◆ Exercise details ◆
Find each line in the data below that contains the string "positive" and copy those lines out.

◆ Provided material ◆
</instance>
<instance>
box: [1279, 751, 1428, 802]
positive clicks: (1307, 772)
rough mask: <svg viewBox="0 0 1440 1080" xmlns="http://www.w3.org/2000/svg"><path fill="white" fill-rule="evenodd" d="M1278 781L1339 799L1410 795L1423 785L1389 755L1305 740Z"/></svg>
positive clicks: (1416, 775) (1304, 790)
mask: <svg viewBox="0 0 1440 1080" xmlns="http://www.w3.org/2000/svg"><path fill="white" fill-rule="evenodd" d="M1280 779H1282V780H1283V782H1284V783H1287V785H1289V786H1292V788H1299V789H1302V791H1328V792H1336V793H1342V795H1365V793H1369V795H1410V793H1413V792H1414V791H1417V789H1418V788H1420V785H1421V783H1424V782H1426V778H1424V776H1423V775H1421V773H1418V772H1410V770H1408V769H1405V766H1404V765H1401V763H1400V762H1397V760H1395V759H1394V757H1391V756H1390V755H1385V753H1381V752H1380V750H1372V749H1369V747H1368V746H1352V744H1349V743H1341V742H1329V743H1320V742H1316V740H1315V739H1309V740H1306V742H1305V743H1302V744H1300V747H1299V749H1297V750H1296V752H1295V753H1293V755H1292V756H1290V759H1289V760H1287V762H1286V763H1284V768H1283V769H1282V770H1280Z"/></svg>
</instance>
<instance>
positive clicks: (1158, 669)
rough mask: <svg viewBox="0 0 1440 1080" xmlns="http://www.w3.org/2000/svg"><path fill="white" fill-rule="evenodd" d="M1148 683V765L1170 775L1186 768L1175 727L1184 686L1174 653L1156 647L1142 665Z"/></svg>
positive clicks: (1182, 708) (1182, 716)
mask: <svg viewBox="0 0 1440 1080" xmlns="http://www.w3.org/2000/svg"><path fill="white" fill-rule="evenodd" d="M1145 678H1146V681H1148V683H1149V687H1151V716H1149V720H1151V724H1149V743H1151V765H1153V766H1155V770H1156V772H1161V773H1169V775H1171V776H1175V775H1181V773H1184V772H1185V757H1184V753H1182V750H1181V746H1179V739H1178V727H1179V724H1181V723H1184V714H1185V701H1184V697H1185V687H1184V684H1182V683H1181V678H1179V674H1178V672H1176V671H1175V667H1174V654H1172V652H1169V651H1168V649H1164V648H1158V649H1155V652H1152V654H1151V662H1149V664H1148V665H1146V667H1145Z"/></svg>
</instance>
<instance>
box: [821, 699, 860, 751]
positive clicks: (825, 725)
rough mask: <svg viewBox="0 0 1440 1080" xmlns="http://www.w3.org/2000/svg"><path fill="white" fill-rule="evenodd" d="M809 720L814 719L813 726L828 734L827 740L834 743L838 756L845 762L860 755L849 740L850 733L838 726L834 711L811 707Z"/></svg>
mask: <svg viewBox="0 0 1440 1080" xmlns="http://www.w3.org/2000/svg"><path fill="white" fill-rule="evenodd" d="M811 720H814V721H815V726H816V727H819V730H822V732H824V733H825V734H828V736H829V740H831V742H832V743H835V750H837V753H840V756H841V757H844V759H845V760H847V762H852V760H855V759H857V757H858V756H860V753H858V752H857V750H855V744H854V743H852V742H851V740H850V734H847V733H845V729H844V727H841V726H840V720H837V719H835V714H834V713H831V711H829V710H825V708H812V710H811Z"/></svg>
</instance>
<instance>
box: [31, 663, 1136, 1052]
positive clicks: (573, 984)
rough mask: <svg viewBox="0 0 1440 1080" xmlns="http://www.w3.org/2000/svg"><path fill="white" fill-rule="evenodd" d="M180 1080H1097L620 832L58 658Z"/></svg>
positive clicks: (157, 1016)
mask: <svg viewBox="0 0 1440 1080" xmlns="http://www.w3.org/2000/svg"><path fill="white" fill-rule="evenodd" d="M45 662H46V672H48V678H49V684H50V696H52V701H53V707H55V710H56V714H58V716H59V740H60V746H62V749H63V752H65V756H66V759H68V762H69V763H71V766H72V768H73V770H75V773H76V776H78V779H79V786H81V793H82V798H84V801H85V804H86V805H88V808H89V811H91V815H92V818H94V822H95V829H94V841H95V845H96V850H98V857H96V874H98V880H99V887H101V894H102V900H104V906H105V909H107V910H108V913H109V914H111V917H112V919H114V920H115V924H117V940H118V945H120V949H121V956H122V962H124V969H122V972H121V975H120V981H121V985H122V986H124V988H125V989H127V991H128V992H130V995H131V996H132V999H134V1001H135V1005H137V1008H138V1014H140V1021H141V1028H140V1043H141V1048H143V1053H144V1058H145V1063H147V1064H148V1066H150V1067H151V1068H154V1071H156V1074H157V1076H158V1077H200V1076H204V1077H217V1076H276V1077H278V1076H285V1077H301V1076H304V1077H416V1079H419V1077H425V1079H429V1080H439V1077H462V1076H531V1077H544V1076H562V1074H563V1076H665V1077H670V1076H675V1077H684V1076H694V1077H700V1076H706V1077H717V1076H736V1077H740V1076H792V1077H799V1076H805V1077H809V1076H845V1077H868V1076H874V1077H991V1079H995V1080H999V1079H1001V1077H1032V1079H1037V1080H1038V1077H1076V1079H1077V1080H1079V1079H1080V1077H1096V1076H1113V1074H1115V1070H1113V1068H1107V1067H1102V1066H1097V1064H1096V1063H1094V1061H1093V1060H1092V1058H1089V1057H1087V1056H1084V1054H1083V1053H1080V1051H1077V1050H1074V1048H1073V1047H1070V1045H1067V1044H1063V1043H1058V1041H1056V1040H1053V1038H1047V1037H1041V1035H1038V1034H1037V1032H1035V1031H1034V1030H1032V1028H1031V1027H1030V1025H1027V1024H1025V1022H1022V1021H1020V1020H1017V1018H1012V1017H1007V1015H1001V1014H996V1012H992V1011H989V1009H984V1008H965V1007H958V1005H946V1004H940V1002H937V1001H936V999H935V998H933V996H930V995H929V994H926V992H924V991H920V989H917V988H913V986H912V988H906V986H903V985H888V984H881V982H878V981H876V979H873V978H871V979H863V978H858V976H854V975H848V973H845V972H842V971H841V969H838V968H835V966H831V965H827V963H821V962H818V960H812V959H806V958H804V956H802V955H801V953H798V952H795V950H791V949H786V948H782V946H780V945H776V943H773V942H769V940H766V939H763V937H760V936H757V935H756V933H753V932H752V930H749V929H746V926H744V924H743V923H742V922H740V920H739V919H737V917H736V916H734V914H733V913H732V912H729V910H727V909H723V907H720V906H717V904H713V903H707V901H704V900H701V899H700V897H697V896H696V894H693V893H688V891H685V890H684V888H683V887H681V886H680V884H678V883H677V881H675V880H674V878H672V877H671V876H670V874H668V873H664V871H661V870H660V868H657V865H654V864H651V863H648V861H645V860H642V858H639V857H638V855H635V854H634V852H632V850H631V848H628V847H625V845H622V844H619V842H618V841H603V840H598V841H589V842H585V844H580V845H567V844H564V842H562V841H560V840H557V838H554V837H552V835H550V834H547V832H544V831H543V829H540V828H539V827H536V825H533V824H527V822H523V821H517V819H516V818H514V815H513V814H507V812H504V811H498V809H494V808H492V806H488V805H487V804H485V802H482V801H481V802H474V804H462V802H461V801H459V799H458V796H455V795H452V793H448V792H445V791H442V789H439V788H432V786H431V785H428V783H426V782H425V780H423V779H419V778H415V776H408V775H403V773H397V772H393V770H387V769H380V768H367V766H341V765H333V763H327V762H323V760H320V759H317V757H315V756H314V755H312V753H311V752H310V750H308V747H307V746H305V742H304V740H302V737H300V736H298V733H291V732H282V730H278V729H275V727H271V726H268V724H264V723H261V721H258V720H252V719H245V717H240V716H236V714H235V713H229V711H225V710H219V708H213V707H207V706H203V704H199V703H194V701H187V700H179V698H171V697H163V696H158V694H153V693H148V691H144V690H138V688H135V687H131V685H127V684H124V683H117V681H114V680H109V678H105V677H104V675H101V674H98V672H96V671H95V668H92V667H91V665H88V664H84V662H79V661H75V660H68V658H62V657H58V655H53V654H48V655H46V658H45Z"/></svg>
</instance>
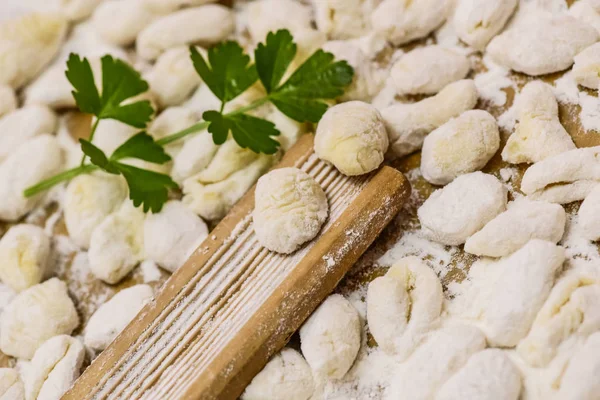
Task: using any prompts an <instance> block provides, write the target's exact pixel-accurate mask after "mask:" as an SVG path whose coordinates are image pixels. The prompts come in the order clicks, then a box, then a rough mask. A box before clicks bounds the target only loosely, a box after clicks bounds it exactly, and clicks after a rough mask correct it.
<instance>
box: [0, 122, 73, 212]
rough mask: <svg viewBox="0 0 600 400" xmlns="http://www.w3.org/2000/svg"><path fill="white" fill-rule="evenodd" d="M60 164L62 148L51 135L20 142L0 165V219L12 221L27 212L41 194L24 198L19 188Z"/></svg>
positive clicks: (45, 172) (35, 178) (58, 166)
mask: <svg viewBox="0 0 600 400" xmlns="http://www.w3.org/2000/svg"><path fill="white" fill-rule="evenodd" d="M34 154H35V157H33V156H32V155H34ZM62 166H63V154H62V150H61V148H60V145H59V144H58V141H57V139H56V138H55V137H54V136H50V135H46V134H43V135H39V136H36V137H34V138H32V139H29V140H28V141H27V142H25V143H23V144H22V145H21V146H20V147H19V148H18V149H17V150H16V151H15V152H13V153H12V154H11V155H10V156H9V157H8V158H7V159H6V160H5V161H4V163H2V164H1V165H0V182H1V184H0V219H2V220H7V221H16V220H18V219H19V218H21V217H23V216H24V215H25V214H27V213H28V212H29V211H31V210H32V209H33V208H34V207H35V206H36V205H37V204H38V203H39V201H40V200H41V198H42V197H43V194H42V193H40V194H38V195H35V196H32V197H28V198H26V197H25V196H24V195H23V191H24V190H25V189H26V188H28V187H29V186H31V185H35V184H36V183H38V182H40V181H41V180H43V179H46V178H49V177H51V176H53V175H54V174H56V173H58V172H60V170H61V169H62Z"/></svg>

◆ Solution ◆
positive clicks: (1307, 772)
positive clicks: (1416, 775) (1304, 790)
positive clicks: (1158, 669)
positive clicks: (1182, 708) (1182, 716)
positive clicks: (825, 725)
positive clicks: (573, 984)
positive clicks: (157, 1016)
positive clicks: (45, 172) (35, 178) (58, 166)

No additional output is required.